▸ Travail à faire:
1. Répondez aux questions suivantes à partir de l'extrait du document.
(a) Quelle fonction Sauckel occupait-il selon le témoin von Steengracht ?
(b) Combien de fois le colonel Amen dit-il avoir demandé au témoin de nommer les personnes individuellement ?
(c) Où le témoin affirme-t-il avoir connu l'ampleur des méthodes employées dans les camps de concentration ?
2. Remplacez « excès » par « abus » dans le passage de l'extrait du document qui va de « Qu’en est-il de » à « excès que lui. », puis donnez ce passage modifié.

▸ Extrait du document:
J’ai donné mes raisons tout à l’heure. La question est de savoir si ces gens se montrèrent sans réserves d’accord avec la doctrine nationale-socialiste, par leurs écrits et dans leurs discours. J’ai cité les plus éminents.

COLONEL AMEN

Et vous considérez tous les autres comme n’étant pas de parfaits nazis ; est-ce exact ?

TEMOIN VON STEENGRACHT

Non, je n’ai pas dit cela. Il faudrait que je les passe en revue un à un.

COLONEL AMEN

Je vous ai demandé par trois fois de le faire, voulez-vous les nommer individuellement ?

TEMOIN VON STEENGRACHT

Je vois encore M. Sauckel. Il était Gauleiter et a occupé dans le mouvement national-socialiste des fonctions de tout premier plan. Je vois également le chef de la Jeunesse allemande, qui a fait l’éducation de la Jeunesse hitlérienne.

COLONEL AMEN

Continuez, mais donnez - moi seulement leurs noms. Pas de commentaires.

TEMOIN VON STEENGRACHT

Je crois que j’ai ainsi cité les personnalités qui représentaient typiquement le Parti.

COLONEL AMEN

Qu’en est-il de Streicher ?

TEMOIN VON STEENGRACHT

Je ne le vois pas ici. Autrement je l’aurais indiqué.

COLONEL AMEN

Autrement dit, vous le considérez d’après vos façons de voir comme un parfait nazi.

TEMOIN VON STEENGRACHT

Oui, mais je ne voudrais pas que vous croyiez que tous les nationaux-socialistes se sont rendus coupables des mêmes excès que lui.

COLONEL AMEN

Lorsque vous travailliez avec Ribbentrop, dois-je comprendre que vous n’avez jamais rien appris des meurtres, des tortures, des famines et des assassinats qui avaient lieu dans les camps de concentration ?

TEMOIN VON STEENGRACHT

Je savais par des entrevues avec les diplomates étrangers et par des mouvements d’opposition en Allemagne, l’existence des camps de concentration. Je connaissais aussi quelques-unes des méthodes employées. Je le savais également par la propagande ennemie. Mais j’insiste sur le fait que je ne connaissais qu’une partie seulement de ces méthodes mais je n’en ai connu l’ampleur qu’ici, en captivité.

▸ Extraits de données:

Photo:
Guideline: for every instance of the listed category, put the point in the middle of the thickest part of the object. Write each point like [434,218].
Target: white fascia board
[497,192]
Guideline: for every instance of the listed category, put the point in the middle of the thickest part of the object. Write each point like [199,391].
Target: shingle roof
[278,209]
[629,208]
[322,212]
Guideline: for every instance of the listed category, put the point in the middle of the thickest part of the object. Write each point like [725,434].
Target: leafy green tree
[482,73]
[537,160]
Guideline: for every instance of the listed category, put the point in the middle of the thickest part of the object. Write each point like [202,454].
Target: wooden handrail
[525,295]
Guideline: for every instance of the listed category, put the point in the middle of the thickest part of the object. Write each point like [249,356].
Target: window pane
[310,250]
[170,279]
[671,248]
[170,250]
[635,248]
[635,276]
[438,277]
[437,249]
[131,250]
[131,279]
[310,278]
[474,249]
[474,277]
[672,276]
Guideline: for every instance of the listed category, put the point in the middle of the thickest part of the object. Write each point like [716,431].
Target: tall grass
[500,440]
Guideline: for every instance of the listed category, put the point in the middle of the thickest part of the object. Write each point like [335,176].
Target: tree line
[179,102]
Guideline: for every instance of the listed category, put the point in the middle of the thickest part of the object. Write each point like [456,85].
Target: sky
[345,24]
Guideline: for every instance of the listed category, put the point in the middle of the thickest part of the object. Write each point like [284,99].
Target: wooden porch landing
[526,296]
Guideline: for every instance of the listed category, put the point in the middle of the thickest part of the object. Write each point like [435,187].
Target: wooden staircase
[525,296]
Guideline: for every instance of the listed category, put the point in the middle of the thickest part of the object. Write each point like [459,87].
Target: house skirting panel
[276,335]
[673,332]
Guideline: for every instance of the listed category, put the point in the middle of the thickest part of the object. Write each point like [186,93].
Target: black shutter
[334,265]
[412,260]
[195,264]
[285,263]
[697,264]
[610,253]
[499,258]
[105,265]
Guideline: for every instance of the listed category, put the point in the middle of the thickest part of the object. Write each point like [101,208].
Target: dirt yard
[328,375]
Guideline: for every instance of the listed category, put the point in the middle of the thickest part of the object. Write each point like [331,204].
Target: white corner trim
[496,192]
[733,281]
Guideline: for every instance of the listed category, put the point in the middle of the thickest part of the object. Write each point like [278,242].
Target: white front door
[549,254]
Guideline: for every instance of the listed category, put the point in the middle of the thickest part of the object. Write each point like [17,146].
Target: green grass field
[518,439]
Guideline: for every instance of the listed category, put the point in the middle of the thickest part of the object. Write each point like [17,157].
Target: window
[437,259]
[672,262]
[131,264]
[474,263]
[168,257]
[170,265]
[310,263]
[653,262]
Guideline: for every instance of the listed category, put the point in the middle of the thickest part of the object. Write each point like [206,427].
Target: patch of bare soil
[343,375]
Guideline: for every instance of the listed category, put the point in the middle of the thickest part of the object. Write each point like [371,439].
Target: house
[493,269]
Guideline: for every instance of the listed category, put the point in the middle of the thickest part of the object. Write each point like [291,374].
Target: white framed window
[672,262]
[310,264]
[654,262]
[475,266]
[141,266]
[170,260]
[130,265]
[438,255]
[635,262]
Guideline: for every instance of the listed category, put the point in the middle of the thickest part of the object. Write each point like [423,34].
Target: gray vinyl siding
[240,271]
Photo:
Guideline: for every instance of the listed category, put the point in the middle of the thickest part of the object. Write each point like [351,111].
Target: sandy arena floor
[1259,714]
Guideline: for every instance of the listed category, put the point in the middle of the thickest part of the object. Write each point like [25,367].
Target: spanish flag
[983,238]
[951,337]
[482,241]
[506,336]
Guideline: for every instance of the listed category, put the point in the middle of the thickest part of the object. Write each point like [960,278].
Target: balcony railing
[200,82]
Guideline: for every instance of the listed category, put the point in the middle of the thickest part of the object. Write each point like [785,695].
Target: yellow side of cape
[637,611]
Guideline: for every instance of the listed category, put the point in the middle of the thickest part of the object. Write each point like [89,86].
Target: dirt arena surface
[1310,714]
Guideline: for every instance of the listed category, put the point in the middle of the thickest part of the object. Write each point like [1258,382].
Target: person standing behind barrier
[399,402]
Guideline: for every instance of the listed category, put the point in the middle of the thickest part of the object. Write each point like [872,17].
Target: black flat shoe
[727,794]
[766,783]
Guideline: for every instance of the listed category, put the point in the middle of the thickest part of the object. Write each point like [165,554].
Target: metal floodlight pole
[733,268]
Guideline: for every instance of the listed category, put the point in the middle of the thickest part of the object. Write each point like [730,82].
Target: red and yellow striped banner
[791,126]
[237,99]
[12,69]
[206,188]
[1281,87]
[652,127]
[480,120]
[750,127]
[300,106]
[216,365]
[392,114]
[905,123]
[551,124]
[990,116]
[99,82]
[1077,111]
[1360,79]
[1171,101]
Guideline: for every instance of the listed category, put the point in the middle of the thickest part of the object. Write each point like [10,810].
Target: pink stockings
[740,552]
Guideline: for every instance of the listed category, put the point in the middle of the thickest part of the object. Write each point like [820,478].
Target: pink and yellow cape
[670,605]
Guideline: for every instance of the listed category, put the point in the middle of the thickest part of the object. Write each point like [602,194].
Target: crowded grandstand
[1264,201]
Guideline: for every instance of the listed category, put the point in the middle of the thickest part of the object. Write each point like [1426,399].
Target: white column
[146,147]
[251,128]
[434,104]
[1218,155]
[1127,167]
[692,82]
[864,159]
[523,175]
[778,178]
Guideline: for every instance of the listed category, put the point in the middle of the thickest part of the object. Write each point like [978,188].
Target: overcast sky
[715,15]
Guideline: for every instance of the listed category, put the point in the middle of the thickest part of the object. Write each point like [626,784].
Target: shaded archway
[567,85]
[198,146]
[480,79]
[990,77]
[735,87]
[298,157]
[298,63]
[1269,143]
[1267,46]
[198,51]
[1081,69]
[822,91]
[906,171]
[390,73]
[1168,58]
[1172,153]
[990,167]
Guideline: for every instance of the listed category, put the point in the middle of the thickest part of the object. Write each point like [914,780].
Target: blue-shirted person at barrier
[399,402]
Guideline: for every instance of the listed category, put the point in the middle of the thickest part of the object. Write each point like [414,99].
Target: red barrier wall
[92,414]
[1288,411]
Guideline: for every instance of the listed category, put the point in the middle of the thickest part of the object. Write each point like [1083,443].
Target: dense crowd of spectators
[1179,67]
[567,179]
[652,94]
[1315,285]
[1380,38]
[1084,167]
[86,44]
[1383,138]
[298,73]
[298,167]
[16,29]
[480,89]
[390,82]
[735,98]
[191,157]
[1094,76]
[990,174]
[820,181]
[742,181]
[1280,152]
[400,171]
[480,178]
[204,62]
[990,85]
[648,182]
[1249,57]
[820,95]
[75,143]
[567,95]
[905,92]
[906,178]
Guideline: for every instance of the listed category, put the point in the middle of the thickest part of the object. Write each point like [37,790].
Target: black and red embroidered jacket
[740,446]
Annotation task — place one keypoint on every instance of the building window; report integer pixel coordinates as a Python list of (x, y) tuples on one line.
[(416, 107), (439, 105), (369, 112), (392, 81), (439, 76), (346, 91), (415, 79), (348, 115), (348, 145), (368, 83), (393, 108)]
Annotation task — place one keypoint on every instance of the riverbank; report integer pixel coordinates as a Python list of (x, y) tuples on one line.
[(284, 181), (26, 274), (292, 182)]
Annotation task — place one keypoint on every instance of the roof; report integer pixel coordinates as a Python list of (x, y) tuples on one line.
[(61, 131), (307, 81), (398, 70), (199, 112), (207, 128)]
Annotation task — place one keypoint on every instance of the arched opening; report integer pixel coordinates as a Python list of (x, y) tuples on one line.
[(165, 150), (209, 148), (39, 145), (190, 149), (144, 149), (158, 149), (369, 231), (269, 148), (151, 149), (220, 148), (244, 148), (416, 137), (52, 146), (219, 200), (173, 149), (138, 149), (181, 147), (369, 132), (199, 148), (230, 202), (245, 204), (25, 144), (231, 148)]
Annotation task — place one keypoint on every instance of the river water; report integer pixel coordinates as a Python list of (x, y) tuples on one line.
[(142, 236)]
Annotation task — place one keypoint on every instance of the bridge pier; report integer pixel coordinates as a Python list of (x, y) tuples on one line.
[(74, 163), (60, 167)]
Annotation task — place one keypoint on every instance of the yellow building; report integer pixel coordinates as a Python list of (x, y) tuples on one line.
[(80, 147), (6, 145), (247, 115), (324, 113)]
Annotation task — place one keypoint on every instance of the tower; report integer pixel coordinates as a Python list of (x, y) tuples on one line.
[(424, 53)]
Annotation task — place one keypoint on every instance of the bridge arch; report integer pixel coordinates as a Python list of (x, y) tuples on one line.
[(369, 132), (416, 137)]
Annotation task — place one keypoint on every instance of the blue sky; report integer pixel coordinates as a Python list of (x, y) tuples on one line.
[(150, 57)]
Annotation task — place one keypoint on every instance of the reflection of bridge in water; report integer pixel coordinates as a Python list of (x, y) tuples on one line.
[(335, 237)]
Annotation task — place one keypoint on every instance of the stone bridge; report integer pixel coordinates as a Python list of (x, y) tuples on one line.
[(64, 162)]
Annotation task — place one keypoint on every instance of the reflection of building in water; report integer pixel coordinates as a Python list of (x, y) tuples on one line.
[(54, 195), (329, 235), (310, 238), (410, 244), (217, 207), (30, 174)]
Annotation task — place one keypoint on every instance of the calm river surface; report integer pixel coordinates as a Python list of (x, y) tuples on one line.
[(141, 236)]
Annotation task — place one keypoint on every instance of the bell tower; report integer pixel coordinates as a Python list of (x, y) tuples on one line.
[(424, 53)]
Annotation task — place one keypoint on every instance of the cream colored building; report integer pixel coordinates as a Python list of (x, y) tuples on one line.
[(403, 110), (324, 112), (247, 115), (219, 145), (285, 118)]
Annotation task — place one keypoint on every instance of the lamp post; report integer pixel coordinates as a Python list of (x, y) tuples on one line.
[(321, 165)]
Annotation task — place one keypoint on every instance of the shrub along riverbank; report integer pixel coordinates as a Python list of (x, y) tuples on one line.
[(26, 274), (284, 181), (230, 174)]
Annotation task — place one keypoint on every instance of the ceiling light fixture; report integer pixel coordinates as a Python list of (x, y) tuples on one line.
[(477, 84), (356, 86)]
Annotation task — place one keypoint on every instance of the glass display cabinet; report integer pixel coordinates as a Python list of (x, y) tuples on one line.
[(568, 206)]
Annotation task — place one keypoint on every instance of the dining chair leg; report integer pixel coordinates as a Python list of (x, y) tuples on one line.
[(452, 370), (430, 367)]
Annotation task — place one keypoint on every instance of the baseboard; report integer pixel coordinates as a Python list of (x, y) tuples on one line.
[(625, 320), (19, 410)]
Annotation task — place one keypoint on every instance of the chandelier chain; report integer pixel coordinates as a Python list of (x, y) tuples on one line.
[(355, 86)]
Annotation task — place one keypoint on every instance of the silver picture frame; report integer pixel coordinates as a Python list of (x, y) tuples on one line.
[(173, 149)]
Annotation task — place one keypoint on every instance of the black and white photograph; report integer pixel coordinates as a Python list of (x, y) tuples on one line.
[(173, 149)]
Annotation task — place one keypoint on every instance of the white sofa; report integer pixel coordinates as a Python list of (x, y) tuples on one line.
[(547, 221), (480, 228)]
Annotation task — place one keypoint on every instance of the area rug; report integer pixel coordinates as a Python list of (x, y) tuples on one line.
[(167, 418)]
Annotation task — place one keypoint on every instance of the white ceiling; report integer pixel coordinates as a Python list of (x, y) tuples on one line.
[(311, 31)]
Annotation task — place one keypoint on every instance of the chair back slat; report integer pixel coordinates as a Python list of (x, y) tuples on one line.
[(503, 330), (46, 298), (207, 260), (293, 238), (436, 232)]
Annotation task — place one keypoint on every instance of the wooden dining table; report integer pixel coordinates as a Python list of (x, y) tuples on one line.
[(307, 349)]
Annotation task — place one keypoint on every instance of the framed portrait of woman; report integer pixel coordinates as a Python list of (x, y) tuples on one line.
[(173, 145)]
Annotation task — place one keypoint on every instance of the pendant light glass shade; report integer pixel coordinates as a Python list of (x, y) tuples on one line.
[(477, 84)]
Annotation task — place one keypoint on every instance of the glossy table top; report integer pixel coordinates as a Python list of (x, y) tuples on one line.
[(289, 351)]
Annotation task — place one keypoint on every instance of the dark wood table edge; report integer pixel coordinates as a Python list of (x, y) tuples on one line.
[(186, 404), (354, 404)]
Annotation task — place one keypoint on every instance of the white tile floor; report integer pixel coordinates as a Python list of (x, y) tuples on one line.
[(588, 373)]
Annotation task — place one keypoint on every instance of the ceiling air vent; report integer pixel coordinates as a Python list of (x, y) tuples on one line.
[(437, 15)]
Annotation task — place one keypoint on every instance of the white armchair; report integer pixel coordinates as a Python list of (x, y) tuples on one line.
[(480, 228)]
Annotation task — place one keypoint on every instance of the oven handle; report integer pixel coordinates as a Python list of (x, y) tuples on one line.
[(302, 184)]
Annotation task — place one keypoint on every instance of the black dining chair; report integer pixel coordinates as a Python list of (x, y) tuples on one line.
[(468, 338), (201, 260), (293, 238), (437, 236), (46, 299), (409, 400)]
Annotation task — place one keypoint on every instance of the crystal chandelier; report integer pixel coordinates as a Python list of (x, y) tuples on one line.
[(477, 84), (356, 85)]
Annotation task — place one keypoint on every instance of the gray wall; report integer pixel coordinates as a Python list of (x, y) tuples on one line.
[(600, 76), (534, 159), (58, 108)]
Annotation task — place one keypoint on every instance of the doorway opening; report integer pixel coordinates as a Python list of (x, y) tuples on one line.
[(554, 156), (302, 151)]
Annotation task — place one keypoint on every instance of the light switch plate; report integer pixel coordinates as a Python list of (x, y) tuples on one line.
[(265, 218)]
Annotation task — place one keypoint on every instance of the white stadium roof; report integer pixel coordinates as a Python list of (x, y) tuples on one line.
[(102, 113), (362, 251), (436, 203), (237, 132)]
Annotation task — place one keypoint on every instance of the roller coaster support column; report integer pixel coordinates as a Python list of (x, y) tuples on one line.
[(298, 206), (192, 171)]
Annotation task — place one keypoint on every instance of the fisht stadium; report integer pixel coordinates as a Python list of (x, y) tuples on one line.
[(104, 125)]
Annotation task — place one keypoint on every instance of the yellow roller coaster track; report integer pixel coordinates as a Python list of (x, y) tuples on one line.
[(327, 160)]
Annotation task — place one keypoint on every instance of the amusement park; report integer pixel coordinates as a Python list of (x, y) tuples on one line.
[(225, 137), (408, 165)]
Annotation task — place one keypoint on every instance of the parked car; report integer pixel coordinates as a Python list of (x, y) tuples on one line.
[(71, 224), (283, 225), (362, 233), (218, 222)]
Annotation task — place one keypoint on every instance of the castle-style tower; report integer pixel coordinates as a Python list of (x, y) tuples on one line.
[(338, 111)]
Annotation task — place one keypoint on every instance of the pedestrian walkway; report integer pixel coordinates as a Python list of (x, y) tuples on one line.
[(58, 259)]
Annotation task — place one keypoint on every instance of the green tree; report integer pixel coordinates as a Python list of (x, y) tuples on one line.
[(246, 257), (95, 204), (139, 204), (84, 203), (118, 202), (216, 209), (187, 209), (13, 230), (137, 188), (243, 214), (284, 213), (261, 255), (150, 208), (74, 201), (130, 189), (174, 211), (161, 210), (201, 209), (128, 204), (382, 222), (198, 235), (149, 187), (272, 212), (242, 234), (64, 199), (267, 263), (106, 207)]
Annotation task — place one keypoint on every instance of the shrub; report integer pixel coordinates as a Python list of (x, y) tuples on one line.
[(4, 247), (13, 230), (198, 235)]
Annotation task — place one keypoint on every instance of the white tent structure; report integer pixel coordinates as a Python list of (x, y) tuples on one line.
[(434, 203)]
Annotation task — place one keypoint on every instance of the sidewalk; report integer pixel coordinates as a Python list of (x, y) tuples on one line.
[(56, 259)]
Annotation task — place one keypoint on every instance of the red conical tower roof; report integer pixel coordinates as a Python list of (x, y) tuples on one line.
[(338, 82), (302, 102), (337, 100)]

▸ Solutions complètes:
1.
(a) Il était Gauleiter.
(b) Trois fois.
(c) Ici, en captivité.

2.
Qu’en est-il de Streicher ?

TEMOIN VON STEENGRACHT

Je ne le vois pas ici. Autrement je l’aurais indiqué.

COLONEL AMEN

Autrement dit, vous le considérez d’après vos façons de voir comme un parfait nazi.

TEMOIN VON STEENGRACHT

Oui, mais je ne voudrais pas que vous croyiez que tous les nationaux-socialistes se sont rendus coupables des mêmes abus que lui.